## Source text
------------------------------------------------------------------------

Fraudulent Card Transaction Classifier Based On Capital One Synthetic Data

Fraudulent Card Transaction Classifier Based On `Capital One` Synthetic Data#

By Jenny Lee, Shawn Hu, Koray Tecimer & Iris Luo 2023/12/01

Summary#

Through this project, we attempted to construct three classification models capable of distinguishing between fraudulent and non-fraudulent transactions, as indicated on customer accounts. The models we experimented with include logistic regression, random forest classifier, and gradient boost classifier. The conclusions derived from our analysis are circumscribed by the substantial imbalance within the original dataset. Nevertheless, we have put forth prospective measures to rectify this imbalance in our data.

	Logistic Regression	Random Forest Classifier	Gradient Boost Classifier
Train f1 Score	0.00623	0.0783	0.872
Test f1 Score	0.00612	0.0732	0.0386

Given the close results of the three models, this report centers on logistic regression. This choice is informed by logistic regression’s swift implementation and broad interpretability, making it accessible for general audience while more suited in practical business settings.

Introduction#

In recent times, credit card fraud has emerged as one of the most prevalent forms of fraudulent activities. According to [Jack Caporal, 2023] the incidence of credit card fraud has seen a significant rise, escalating from 371,000 reports in 2017 to 1.4 million in 2021. To combat this surge in credit card fraud, corporations have turned to machine learning algorithms, employing them to automatically detect and filter fraudulent transactions. These models are trained on historical data to identify potential fraud.

------------------------------------------------------------------------

## Task set
[1] Do these statements agree with the fraud classifier report? For each, answer yes or no and quote the words of the report that decide it.
(a) The report focuses mainly on the random forest classifier.
(b) Reports of credit card fraud went from 371,000 in 2017 to 1.4 million in 2021.
(c) The original dataset was well balanced.
[2] Write out, word for word, the part of the fraud classifier report starting at "By Jenny Lee, Shawn" and ending at "in our data.".

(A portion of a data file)
------------------------------------------------------------------------

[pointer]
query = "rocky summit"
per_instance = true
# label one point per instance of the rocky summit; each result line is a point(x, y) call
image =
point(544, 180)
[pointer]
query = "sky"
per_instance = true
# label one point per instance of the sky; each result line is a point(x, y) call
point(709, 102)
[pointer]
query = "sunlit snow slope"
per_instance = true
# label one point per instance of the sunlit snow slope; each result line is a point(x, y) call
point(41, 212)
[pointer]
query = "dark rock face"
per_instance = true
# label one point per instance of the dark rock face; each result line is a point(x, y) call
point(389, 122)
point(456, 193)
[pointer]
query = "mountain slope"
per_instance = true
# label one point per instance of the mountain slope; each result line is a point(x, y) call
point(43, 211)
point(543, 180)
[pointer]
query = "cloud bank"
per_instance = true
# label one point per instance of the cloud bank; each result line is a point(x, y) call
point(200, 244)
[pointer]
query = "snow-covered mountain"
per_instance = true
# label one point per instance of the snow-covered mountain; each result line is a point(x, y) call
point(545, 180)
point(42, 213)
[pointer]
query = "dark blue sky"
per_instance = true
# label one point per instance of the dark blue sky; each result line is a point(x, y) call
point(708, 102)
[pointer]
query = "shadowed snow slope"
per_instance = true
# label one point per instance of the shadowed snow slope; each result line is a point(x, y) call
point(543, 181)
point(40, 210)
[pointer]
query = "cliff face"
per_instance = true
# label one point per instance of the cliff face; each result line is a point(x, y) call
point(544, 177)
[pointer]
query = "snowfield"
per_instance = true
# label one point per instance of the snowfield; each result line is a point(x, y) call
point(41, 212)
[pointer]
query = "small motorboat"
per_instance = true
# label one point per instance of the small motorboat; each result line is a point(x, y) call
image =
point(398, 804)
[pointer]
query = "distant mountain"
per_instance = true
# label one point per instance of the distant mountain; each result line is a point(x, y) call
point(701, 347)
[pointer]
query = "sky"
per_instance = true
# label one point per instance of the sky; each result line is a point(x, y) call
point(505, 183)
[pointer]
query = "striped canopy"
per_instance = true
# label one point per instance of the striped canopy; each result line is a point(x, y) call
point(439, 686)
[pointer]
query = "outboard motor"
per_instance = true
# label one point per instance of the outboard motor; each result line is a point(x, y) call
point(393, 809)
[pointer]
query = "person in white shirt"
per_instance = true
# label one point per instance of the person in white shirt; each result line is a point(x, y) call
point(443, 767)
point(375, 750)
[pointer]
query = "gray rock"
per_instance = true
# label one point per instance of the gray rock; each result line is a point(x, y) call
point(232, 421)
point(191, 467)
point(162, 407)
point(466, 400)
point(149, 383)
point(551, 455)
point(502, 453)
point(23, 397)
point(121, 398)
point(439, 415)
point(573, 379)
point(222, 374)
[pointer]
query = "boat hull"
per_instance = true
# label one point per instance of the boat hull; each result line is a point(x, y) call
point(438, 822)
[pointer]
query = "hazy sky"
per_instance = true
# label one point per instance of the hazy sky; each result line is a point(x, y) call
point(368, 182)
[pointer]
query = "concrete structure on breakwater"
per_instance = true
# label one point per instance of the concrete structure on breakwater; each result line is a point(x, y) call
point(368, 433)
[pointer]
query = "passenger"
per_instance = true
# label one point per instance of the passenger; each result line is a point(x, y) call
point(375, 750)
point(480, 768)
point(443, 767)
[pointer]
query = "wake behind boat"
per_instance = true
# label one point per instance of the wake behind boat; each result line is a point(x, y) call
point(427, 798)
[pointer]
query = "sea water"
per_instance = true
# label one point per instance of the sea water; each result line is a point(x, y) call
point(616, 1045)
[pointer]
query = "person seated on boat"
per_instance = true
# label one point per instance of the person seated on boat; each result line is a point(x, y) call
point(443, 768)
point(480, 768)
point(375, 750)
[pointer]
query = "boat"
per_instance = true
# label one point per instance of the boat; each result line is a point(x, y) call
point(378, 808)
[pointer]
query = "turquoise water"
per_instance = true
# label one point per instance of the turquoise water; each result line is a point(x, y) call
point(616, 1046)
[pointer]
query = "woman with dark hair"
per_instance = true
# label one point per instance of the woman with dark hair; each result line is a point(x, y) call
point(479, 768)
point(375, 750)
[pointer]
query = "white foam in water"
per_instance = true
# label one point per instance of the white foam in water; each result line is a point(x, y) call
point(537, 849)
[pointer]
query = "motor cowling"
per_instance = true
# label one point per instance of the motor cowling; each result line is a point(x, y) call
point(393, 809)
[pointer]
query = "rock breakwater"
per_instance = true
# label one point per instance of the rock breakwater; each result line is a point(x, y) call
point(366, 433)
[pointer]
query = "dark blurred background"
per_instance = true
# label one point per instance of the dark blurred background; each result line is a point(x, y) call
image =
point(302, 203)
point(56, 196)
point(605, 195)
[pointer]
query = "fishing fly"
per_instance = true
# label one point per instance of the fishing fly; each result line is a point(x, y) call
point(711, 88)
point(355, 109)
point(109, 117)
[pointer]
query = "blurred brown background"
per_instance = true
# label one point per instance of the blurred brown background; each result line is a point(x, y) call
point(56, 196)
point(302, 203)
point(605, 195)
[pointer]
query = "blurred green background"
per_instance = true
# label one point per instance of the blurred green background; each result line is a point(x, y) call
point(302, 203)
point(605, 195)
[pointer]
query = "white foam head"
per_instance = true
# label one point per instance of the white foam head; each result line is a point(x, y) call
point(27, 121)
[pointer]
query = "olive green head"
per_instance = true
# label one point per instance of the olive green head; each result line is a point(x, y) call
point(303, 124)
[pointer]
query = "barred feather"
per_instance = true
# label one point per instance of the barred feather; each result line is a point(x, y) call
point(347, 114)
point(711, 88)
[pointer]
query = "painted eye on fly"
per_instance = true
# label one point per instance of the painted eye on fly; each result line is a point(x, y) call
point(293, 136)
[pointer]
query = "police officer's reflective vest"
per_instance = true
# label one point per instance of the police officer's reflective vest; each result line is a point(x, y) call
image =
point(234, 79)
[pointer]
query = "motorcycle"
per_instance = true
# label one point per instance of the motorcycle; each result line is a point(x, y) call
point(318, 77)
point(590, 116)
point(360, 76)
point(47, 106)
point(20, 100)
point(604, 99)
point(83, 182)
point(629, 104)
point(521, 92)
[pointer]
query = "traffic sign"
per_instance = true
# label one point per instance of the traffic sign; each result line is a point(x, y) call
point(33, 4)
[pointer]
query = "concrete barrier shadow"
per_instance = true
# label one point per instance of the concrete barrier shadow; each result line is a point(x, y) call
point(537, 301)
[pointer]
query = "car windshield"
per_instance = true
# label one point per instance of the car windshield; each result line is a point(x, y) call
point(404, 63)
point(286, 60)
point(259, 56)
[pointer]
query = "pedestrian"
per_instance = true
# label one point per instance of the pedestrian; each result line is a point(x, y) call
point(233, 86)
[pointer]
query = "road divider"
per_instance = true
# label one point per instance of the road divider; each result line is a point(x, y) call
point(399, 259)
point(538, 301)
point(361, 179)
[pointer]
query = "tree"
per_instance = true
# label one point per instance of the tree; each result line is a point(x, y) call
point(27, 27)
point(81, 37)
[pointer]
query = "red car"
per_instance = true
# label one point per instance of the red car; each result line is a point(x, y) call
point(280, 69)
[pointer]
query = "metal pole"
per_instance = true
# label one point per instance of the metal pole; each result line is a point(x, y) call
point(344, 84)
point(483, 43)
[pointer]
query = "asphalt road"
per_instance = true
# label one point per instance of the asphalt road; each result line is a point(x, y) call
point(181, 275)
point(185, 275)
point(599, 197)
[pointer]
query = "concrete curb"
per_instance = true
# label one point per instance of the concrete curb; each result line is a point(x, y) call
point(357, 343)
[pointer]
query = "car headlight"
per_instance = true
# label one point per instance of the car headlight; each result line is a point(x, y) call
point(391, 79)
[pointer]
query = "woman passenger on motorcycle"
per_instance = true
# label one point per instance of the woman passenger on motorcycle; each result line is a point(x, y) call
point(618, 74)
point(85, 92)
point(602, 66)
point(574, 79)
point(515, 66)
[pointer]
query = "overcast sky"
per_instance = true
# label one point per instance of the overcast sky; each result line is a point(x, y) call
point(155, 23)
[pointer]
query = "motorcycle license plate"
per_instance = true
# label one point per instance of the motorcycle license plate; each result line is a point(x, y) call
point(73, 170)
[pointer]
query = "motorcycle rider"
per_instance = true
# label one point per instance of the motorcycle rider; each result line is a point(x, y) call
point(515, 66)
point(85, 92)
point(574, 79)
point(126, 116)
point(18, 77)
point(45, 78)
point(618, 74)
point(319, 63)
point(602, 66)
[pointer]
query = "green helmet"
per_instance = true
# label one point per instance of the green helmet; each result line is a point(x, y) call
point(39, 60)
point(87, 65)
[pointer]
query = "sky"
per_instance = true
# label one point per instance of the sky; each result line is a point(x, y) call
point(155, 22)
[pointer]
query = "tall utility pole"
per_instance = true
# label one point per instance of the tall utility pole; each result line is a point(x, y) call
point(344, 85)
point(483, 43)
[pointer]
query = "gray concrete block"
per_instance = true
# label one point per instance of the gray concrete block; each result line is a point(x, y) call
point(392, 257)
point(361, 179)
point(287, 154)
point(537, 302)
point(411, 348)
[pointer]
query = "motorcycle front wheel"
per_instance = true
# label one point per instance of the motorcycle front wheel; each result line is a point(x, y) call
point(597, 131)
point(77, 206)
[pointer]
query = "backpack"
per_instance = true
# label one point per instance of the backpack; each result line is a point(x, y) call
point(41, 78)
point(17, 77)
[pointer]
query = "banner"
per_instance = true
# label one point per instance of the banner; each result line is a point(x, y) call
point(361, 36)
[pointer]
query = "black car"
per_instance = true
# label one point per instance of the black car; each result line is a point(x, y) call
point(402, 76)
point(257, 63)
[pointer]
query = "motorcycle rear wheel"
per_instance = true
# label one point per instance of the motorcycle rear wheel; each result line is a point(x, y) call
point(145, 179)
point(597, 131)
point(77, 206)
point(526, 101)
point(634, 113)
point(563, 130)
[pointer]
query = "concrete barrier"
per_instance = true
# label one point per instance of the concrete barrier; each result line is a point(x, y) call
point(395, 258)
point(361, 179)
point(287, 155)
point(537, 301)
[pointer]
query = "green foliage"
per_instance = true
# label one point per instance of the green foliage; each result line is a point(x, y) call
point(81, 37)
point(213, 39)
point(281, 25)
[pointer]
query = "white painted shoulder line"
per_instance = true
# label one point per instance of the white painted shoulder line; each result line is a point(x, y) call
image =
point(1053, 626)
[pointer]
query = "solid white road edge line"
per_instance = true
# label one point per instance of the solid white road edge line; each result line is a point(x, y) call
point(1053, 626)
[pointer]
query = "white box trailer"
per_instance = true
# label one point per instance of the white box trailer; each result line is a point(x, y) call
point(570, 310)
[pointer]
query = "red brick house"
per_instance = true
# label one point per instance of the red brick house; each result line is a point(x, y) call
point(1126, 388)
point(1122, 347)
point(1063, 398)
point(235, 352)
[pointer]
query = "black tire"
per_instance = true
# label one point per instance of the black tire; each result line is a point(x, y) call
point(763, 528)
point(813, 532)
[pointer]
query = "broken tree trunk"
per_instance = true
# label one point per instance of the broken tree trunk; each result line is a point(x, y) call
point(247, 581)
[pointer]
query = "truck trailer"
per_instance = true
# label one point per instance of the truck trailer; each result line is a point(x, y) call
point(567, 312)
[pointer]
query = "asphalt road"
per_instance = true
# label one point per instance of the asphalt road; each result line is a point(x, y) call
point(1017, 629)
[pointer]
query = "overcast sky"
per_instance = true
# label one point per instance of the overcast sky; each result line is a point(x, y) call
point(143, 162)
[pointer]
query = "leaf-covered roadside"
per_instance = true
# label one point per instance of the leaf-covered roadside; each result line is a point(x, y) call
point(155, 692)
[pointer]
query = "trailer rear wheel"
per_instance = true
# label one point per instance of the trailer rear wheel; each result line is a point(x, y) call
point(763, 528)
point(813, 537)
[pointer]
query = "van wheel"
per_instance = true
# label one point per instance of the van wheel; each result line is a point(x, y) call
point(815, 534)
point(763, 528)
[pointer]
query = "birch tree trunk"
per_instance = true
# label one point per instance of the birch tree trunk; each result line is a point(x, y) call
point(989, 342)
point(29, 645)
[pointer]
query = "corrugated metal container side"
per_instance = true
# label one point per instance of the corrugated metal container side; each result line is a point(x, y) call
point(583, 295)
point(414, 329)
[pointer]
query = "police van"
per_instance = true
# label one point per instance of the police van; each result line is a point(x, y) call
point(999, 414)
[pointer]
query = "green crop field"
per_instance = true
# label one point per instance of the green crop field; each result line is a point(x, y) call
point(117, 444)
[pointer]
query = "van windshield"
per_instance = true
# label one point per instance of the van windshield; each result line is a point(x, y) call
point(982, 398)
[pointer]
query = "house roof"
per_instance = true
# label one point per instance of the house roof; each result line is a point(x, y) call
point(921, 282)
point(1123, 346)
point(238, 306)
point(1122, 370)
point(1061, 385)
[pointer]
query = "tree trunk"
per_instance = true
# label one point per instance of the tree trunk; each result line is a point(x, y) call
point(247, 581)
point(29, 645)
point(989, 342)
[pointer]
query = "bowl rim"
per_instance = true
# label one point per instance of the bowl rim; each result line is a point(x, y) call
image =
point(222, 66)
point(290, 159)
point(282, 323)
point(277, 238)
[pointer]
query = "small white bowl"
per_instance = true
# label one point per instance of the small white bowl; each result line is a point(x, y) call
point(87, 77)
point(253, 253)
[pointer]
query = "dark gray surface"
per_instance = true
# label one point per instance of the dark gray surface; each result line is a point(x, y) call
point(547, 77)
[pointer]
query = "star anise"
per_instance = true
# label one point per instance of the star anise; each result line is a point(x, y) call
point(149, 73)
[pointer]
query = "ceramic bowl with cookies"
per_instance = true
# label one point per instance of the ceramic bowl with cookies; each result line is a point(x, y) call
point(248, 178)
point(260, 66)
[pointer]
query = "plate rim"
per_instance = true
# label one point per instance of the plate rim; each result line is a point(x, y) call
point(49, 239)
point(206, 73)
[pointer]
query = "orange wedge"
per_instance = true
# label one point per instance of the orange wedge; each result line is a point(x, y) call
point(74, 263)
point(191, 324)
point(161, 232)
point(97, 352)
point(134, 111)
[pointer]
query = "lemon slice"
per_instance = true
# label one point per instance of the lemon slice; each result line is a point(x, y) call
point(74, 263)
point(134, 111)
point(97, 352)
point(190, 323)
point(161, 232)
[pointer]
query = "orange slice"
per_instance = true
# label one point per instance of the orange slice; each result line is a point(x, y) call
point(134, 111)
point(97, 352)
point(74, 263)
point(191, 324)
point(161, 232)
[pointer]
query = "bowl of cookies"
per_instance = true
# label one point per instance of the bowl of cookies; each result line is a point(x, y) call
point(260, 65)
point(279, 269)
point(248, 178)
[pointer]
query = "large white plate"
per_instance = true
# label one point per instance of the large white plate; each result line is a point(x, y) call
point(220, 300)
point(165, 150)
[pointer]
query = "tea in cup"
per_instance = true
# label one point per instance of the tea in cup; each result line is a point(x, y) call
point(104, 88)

------------------------------------------------------------------------

## Exercise solutions
[1]
(a) No: "this report centers on logistic regression."
(b) Yes: "escalating from 371,000 reports in 2017 to 1.4 million in 2021"
(c) No: "The conclusions derived from our analysis are circumscribed by the substantial imbalance within the original dataset."

[2]
By Jenny Lee, Shawn Hu, Koray Tecimer & Iris Luo 2023/12/01

Summary#

Through this project, we attempted to construct three classification models capable of distinguishing between fraudulent and non-fraudulent transactions, as indicated on customer accounts. The models we experimented with include logistic regression, random forest classifier, and gradient boost classifier. The conclusions derived from our analysis are circumscribed by the substantial imbalance within the original dataset. Nevertheless, we have put forth prospective measures to rectify this imbalance in our data.